Exercise requirements: Reproduce verbatim the stretch of the Output object documentation from "to_json: Convert to" through "# Template (test.erb)".

** Begin Selected excerpt **

Output is an object for storing key/value pairs to be written to an output stream.

Basic Operations

# Set values
output[:name] = 'John'
output[:last_name] = 'Doe'

# Get all keys
output.keys

# Check if key exists
output.key?(:name)

# Iterate through keys and values
output.each do |k, v|
  puts "#{k}:#{v}"
end

# Add hash to output
output << { age: 22 }
puts output[:age]  # 22

# Add array to output
output << [1, 2, 3, 4]
puts output['datap']  # [1, 2, 3, 4]

# Clear output
output.clear

Output Methods

to_s(template = nil): Convert output to string (optional ERB template)
to_uri(uri, options = {}): Write output to a URI
- Options:
- template: ERB template file
- content_type: MIME type
- tar: Create a tar file (true/false)
- tar_name: Custom name for tar file
to_tmp_file(template, directory): Write to temporary file
to_xml(options = {}): Convert to XML
- Options:
- template: ERB template
- root: Root element name (defaults to 'data')
to_json: Convert to JSON
flatten: Flatten nested structures
crush: Compress output
raw: Get raw output data

Examples

Using ERB templates:

# Template (test.erb)
# <names>
#     <combined><%= data[:name] %> <%= data[:last_name] %></combined>
#     <%= print data, :name, :first_name %>
#     <%= print data, :last_name %>
# </names>

# Generate string from template
result = output.to_s("test.erb")

# Without template
result = output.to_s

Writing to files:

# Write to file with template
output.to_uri(
  "file://data.xml",
  {template: "test.erb", content_type: "application/xml"}
)

# Write to file without template
output.to_uri("file://data.json", {content_type: "application/json"})

Creating tar archives:

# Create tar with random name
data = output.to_uri(
  "file://data.json",
  {content_type: "application/json", tar: true}
)

# Create tar with specific name
data = output.to_uri(
  "file://./test.json",
  {
    template: "test.erb",
    content_type: 'application/json',
    tar_name: "test.tar.gz"
  }
)

Filter

Filter data from a hash using JSONPath.

# Extract data using JSONPath
filtered_data = filter(data, "$..metadata.record")

Rules

Rules provide a systematic way to transform data using three components:

A destination tag
A JSONPath filter to get the data
A lambda function to execute on every filter hit

Example Rule Sets

RULE_SETS = {
  # Simple filter
  'rs_only_filter' => {
    'only_filter' => "$.title"

** End Selected excerpt **
** Begin Data supplied **

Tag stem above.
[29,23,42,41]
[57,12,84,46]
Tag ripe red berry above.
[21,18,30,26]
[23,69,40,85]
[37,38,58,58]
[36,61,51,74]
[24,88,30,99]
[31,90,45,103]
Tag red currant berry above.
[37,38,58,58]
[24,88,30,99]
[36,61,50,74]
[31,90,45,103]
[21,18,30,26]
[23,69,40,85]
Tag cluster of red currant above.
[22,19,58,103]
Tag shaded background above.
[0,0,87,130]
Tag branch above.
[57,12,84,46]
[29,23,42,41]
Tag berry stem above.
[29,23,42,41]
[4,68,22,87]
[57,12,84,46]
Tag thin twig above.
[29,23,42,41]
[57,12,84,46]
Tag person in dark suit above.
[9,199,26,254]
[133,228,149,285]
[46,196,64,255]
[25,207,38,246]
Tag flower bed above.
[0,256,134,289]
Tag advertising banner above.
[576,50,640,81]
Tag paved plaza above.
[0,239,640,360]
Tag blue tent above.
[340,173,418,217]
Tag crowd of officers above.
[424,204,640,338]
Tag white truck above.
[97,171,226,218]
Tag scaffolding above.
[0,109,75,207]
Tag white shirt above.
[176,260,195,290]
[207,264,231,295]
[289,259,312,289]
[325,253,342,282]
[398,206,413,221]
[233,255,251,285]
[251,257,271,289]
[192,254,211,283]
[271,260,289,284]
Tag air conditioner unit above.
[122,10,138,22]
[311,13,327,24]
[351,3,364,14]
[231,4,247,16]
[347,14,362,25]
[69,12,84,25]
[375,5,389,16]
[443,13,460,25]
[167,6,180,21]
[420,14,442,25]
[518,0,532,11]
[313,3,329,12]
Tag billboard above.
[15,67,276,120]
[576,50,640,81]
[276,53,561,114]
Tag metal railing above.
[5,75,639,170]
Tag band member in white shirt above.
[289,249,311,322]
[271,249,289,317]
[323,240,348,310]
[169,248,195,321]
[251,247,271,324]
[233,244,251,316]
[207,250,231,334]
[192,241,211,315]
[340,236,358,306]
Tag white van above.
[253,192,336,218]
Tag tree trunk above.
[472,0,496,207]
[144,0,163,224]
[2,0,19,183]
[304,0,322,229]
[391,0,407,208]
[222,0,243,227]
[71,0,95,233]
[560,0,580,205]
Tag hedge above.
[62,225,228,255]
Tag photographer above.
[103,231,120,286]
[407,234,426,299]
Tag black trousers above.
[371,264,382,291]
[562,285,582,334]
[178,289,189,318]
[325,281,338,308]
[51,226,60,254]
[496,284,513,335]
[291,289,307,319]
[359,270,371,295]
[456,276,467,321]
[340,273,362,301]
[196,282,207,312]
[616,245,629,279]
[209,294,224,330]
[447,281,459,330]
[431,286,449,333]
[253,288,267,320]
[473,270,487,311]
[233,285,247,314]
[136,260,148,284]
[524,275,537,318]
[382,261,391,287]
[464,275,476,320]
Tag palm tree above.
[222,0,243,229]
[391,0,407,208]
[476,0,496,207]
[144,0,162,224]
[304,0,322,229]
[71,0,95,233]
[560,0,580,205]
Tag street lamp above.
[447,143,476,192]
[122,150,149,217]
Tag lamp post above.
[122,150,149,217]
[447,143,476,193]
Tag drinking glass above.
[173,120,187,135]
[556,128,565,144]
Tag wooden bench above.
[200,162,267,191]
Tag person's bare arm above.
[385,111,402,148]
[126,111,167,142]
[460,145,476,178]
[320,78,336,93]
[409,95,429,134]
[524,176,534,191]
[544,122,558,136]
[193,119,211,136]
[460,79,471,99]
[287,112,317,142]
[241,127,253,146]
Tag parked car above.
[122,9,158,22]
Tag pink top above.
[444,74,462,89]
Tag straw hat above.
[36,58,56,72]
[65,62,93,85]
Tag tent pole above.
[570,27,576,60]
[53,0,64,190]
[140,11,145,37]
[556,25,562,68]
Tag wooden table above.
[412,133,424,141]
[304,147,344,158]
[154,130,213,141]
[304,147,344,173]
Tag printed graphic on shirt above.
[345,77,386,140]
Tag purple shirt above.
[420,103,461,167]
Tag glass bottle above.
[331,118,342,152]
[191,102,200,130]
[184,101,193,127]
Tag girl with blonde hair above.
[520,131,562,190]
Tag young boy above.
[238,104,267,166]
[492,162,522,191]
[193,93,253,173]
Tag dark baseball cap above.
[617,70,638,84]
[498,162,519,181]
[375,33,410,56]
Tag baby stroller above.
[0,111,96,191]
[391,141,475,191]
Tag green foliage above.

** End Data supplied **

Response:
to_json: Convert to JSON
flatten: Flatten nested structures
crush: Compress output
raw: Get raw output data

Examples

Using ERB templates:

# Template (test.erb)